- Exercise brief: Take the data below and filter it for lines containing the word "background"; show each line found.

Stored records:
============
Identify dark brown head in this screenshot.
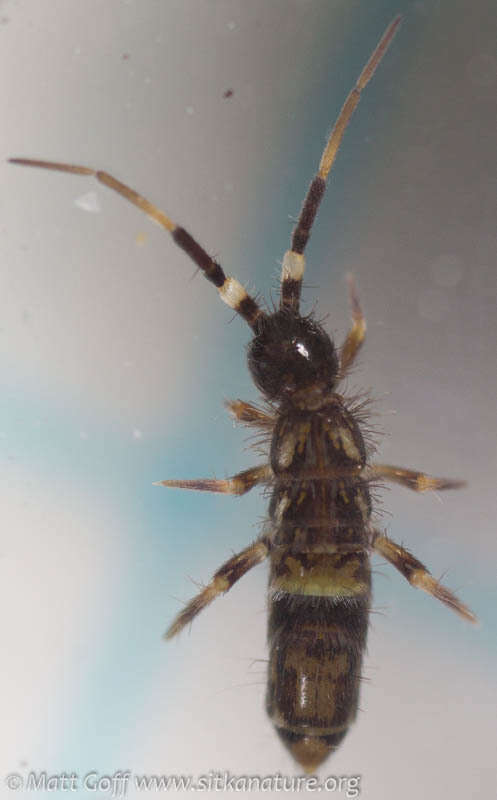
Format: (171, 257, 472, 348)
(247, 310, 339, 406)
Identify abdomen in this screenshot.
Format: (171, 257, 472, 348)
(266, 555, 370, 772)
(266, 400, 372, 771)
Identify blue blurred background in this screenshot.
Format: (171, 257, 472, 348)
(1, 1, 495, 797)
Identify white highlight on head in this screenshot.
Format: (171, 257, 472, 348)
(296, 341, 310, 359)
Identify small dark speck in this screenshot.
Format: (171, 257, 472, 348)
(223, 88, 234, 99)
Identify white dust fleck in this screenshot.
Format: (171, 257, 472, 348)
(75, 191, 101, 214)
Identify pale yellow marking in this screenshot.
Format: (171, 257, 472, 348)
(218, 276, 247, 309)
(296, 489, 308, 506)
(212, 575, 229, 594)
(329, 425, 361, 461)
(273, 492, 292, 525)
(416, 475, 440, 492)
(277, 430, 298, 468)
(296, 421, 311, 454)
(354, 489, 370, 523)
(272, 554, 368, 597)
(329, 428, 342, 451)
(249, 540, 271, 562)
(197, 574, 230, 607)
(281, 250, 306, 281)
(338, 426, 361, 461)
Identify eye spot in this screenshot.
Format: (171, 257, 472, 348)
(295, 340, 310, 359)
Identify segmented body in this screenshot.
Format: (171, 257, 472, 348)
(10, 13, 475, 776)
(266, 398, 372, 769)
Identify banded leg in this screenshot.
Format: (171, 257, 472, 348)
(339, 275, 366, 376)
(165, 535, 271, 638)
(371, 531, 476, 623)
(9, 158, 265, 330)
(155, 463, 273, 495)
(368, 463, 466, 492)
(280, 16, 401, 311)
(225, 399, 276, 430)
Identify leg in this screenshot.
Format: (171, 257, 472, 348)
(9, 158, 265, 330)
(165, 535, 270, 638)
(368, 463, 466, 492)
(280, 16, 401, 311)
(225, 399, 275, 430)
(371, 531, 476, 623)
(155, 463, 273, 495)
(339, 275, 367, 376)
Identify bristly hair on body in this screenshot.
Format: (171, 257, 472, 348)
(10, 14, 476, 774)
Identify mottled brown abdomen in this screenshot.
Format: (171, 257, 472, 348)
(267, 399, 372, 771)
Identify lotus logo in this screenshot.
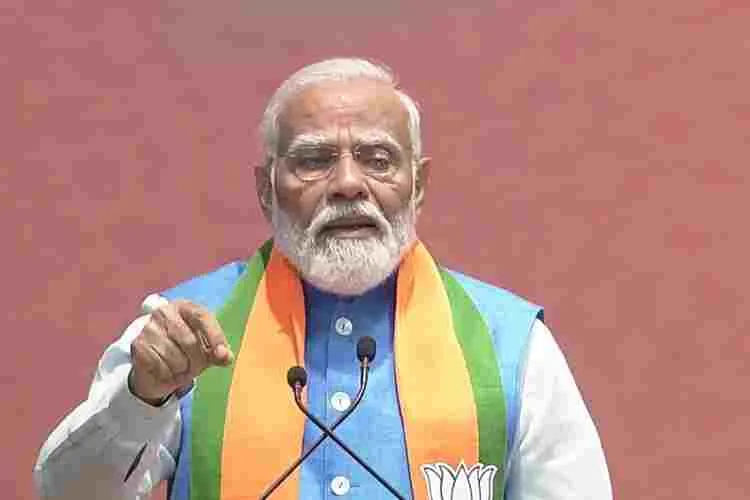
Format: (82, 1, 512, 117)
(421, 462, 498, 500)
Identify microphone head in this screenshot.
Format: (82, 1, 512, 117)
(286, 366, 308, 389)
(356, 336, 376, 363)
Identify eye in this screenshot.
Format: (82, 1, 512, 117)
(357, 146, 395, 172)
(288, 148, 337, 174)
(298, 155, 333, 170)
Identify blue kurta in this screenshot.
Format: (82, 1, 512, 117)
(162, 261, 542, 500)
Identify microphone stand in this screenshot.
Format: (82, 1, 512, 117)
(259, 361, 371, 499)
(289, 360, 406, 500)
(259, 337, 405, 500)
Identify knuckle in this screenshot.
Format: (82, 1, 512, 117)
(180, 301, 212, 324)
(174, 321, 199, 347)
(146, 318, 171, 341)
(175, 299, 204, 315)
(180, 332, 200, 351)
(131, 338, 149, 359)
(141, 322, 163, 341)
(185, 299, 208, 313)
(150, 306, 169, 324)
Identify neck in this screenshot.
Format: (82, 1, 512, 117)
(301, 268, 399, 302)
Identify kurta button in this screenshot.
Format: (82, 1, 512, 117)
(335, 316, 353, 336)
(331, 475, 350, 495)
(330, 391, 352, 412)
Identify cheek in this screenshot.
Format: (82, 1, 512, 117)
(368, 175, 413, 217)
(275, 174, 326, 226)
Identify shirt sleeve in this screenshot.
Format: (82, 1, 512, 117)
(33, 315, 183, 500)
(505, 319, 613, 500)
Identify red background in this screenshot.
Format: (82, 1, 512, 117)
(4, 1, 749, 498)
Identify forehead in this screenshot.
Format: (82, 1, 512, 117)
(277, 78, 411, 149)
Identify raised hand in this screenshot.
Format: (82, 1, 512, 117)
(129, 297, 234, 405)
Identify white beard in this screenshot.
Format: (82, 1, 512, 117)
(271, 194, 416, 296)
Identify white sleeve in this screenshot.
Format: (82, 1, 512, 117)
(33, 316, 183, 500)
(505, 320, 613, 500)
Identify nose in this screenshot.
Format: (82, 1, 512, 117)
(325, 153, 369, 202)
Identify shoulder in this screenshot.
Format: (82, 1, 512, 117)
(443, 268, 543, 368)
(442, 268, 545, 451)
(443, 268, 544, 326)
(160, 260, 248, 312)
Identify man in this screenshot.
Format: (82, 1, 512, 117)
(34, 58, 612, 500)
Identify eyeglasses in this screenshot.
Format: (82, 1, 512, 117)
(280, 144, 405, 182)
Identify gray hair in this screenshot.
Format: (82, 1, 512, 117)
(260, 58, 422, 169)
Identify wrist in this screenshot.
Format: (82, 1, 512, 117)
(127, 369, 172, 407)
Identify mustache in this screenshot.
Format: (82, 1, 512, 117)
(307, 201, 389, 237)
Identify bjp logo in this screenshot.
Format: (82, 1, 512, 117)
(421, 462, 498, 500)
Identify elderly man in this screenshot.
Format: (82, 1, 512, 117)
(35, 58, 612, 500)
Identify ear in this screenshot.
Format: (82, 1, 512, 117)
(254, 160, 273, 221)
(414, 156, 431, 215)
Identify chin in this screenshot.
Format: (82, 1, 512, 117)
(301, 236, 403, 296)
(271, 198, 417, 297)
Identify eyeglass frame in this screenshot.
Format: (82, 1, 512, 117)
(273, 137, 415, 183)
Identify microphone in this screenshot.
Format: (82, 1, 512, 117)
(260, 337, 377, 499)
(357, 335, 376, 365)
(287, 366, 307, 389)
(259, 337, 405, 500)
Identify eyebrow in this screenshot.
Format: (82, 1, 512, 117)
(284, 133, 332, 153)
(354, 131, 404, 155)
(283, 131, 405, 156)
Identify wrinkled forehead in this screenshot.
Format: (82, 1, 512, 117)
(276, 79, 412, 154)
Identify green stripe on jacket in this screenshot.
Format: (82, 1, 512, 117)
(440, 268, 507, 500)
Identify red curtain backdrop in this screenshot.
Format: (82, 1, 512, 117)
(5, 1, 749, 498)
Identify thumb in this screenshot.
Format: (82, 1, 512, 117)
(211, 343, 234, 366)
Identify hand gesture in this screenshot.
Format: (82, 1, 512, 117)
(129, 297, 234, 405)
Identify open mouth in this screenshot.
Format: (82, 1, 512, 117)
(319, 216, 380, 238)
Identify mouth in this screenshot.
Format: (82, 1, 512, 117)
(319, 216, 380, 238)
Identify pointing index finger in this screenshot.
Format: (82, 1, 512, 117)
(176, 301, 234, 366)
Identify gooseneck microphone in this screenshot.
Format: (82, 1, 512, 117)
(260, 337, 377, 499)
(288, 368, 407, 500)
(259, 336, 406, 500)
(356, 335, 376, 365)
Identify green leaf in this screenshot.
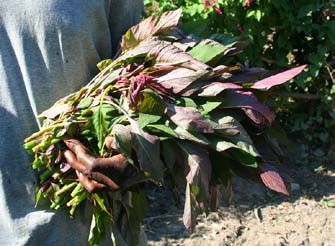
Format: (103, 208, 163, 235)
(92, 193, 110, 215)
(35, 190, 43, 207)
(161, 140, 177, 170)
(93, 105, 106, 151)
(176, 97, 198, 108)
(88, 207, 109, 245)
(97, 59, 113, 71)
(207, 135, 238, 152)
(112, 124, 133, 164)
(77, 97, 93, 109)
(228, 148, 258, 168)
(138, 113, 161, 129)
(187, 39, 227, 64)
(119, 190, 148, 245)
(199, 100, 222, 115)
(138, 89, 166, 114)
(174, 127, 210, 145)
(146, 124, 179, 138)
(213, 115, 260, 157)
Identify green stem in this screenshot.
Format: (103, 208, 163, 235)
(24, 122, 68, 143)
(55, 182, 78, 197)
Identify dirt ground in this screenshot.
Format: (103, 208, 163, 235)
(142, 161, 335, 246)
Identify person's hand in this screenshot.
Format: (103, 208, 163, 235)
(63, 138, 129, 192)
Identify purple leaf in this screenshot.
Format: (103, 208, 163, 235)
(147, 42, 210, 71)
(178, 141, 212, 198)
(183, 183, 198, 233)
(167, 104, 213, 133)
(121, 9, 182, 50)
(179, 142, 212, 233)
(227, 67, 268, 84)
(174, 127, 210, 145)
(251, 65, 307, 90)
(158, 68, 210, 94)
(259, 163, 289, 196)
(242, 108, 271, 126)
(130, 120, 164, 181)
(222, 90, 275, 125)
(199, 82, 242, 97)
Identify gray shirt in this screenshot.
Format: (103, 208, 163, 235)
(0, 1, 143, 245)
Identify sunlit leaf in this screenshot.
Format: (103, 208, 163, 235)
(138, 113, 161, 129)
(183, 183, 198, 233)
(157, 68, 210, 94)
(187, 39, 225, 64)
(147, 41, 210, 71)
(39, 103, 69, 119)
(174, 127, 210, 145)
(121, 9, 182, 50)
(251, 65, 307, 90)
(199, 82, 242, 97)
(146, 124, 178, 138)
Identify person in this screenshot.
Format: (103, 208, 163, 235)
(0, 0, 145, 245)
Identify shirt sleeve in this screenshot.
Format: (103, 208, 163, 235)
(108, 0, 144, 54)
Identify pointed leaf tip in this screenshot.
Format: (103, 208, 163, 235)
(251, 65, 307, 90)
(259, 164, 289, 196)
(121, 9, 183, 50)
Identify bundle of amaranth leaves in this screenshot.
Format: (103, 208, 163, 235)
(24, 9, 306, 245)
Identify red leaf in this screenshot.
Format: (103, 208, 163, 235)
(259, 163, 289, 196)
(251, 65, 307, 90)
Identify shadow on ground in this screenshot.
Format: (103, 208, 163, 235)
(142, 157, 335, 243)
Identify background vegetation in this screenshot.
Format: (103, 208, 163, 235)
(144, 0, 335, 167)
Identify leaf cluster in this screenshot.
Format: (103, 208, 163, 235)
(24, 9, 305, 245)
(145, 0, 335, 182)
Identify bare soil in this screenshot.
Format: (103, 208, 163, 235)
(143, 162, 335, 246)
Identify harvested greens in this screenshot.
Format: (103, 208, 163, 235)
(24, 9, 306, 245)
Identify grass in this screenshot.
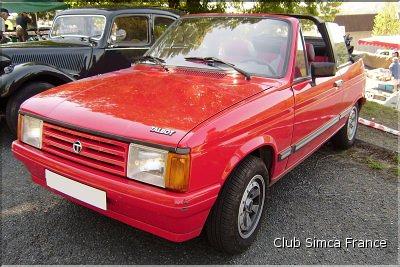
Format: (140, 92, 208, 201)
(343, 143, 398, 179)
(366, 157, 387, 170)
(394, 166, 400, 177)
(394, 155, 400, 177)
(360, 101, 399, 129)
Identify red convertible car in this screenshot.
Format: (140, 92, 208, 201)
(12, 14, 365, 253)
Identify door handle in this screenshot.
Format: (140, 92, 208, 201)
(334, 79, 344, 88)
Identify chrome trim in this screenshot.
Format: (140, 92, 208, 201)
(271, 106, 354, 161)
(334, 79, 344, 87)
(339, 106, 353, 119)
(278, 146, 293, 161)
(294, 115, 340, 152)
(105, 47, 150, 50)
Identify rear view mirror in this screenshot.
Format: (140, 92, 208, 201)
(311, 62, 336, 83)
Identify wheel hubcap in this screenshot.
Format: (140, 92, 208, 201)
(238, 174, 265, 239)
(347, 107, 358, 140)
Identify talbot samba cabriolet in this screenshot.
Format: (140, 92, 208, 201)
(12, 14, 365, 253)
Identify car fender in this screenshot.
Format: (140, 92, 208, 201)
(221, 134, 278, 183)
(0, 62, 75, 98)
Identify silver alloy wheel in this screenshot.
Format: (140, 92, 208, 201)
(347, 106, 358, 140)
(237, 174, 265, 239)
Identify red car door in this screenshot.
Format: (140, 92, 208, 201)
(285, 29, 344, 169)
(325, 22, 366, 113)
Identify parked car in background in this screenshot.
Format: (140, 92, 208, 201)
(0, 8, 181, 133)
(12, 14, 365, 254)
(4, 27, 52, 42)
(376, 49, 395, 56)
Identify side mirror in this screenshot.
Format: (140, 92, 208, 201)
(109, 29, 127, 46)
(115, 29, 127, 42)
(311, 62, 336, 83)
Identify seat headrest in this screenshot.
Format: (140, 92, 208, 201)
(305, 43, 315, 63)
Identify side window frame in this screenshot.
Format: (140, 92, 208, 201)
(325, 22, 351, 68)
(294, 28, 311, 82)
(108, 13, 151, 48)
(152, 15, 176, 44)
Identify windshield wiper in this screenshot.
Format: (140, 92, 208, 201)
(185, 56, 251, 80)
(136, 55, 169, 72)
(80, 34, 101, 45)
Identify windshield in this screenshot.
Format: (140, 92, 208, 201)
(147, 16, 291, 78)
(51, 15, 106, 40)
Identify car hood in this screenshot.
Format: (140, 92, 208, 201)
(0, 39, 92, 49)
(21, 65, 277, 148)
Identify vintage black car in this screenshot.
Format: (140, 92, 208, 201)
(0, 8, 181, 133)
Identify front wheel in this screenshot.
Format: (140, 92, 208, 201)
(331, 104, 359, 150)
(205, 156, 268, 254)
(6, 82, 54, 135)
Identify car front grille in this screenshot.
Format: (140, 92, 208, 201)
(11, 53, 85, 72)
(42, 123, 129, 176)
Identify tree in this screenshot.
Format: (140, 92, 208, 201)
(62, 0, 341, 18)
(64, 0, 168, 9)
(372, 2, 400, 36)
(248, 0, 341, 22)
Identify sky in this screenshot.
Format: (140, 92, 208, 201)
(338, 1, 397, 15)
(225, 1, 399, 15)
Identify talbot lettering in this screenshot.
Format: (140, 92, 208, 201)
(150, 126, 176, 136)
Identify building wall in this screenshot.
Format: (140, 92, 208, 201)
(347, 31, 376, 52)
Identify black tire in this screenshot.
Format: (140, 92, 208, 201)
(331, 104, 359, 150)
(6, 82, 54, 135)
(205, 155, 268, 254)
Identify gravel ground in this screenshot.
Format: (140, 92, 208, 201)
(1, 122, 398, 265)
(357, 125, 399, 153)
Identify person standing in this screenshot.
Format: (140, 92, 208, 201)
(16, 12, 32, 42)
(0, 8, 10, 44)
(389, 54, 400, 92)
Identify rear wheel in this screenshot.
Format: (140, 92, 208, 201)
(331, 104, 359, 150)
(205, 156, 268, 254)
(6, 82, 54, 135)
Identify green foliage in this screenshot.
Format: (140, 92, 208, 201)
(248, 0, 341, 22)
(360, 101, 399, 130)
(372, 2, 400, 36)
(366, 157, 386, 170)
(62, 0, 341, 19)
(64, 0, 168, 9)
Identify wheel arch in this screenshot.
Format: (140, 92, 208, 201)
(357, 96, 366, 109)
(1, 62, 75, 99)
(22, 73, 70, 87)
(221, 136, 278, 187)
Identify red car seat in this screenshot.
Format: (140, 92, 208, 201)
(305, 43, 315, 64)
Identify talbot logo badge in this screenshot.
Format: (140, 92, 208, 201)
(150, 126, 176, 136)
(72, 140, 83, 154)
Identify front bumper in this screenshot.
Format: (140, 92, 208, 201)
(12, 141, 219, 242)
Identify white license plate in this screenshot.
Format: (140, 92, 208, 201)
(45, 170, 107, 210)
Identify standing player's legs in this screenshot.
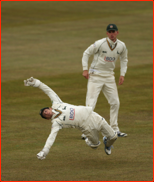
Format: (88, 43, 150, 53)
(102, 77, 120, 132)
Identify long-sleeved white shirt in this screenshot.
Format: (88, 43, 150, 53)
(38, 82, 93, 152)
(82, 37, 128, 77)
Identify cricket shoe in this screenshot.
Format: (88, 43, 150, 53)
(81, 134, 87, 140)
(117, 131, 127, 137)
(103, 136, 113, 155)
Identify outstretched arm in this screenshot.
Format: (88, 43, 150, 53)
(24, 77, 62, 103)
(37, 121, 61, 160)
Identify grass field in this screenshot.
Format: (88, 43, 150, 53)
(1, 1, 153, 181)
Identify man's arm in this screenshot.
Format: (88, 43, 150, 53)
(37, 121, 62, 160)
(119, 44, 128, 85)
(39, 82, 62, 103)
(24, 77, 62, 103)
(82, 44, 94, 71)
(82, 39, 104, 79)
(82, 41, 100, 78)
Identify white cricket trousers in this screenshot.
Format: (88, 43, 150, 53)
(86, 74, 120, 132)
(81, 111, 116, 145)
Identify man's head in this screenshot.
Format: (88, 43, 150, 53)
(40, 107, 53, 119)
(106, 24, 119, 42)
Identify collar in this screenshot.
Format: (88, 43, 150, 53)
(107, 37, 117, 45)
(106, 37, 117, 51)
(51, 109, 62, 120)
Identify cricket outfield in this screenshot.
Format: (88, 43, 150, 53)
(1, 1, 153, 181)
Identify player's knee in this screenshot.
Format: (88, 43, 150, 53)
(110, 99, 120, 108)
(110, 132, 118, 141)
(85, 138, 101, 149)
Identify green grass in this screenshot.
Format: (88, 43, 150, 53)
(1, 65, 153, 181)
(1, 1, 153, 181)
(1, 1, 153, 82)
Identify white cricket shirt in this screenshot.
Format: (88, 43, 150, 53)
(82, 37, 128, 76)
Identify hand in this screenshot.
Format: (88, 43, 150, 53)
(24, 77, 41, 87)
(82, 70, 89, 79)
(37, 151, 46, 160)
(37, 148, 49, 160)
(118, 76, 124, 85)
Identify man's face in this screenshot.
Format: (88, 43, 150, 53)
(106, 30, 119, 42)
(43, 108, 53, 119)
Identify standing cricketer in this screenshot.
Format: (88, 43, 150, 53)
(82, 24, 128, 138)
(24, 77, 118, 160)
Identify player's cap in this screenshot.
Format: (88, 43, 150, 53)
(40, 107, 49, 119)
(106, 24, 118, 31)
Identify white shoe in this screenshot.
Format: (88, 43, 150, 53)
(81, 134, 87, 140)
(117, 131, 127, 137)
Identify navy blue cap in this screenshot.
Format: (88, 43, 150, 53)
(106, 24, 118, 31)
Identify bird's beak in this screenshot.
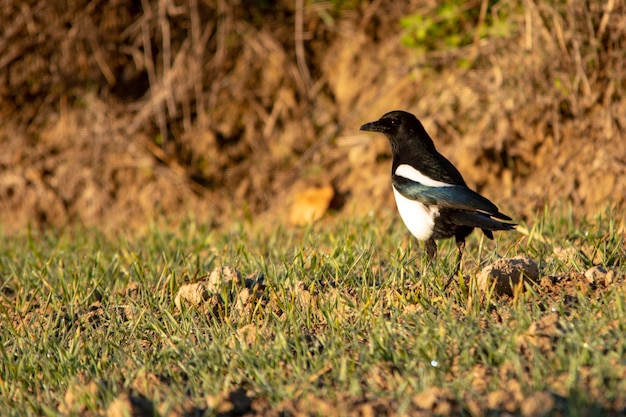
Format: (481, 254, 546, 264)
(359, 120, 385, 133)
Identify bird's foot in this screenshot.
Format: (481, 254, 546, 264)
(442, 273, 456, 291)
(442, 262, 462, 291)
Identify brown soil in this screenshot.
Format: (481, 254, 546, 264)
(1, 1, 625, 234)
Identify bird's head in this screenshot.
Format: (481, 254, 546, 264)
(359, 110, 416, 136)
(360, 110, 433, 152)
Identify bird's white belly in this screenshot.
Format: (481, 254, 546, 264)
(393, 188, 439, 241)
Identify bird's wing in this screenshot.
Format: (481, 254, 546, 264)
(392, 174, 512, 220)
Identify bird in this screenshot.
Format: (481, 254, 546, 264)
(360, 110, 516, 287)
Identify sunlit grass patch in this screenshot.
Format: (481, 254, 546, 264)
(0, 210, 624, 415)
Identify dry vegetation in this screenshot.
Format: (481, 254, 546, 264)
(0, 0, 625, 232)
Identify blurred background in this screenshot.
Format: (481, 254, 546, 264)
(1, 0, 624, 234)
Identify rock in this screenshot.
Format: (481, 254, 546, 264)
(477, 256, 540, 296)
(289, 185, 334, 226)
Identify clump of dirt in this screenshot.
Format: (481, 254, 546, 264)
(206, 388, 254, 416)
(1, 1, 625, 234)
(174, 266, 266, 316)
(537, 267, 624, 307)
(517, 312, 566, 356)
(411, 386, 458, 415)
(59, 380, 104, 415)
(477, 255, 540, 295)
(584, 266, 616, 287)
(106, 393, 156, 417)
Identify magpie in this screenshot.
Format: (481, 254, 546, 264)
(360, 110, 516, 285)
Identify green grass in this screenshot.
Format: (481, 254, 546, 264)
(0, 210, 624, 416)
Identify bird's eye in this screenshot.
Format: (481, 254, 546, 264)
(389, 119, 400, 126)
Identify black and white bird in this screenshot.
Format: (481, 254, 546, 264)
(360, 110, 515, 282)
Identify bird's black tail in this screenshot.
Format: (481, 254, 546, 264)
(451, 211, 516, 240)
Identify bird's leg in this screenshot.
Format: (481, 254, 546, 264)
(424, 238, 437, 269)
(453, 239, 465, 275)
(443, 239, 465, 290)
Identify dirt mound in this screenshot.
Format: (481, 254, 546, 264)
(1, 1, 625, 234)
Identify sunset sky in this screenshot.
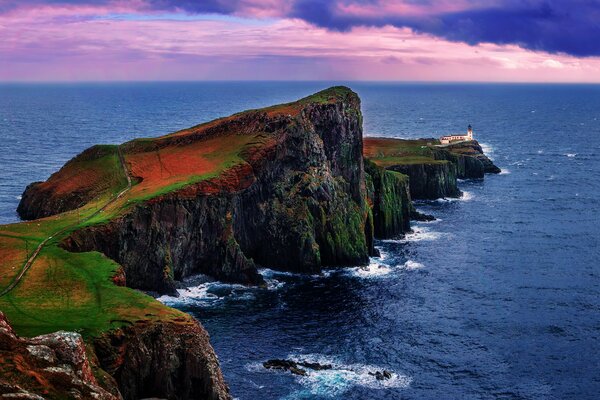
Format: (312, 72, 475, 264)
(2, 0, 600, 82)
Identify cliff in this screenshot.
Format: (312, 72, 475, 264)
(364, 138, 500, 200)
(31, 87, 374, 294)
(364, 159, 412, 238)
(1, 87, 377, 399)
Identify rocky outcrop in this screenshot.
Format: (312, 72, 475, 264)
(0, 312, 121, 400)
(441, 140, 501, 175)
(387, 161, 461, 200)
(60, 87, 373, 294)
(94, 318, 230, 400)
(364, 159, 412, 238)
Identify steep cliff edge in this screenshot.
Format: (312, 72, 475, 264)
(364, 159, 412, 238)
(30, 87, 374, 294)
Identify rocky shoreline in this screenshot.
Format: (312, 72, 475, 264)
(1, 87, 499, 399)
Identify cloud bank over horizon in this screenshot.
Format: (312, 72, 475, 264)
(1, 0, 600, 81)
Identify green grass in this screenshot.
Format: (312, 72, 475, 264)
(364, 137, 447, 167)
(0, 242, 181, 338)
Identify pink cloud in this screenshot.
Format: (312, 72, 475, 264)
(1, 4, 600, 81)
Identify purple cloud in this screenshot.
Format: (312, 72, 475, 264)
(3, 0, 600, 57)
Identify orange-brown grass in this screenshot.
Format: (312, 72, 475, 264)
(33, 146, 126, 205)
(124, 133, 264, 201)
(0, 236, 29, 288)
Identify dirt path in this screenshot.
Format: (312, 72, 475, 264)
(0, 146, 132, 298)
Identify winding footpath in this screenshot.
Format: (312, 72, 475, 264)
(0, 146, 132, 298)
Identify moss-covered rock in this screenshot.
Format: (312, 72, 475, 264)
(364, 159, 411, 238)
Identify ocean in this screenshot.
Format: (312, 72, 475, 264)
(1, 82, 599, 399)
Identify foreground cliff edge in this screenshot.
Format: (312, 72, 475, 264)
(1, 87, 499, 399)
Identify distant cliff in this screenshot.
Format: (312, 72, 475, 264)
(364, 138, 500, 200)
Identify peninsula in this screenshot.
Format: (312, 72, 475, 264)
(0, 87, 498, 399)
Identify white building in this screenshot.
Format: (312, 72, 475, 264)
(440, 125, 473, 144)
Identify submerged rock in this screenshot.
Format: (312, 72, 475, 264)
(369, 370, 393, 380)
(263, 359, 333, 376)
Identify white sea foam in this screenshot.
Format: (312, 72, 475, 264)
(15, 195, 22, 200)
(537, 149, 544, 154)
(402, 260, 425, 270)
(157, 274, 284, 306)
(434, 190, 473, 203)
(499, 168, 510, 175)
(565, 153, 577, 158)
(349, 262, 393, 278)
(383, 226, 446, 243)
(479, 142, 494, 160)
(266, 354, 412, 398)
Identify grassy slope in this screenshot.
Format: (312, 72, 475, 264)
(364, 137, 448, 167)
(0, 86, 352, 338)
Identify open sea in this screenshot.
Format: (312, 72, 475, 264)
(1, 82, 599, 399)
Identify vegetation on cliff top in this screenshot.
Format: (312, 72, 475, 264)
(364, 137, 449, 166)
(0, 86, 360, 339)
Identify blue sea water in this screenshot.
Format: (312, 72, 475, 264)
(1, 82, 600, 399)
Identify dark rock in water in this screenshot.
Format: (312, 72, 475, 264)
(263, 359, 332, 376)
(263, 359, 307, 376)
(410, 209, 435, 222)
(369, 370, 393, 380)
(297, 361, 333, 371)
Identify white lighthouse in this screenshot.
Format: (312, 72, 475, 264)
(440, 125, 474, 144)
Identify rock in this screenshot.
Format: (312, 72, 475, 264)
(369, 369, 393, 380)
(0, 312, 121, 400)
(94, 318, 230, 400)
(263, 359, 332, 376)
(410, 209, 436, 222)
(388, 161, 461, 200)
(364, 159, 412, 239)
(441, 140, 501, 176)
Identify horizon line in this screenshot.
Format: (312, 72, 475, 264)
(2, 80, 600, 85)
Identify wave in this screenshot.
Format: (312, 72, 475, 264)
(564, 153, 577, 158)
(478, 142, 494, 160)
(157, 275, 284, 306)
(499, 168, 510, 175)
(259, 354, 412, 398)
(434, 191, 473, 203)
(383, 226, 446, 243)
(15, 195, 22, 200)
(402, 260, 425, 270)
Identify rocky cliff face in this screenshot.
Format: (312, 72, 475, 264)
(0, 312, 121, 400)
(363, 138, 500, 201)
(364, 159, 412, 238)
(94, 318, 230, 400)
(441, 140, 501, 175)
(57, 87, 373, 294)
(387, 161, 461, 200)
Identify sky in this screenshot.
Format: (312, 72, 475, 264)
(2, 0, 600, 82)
============
- Response to this exercise:
Identify blue blurred background in this screenshot.
Identify red background in this screenshot.
Identify background vegetation in this screenshot.
Identify parked car in background in this screenshot.
Identify blurred background in this screenshot.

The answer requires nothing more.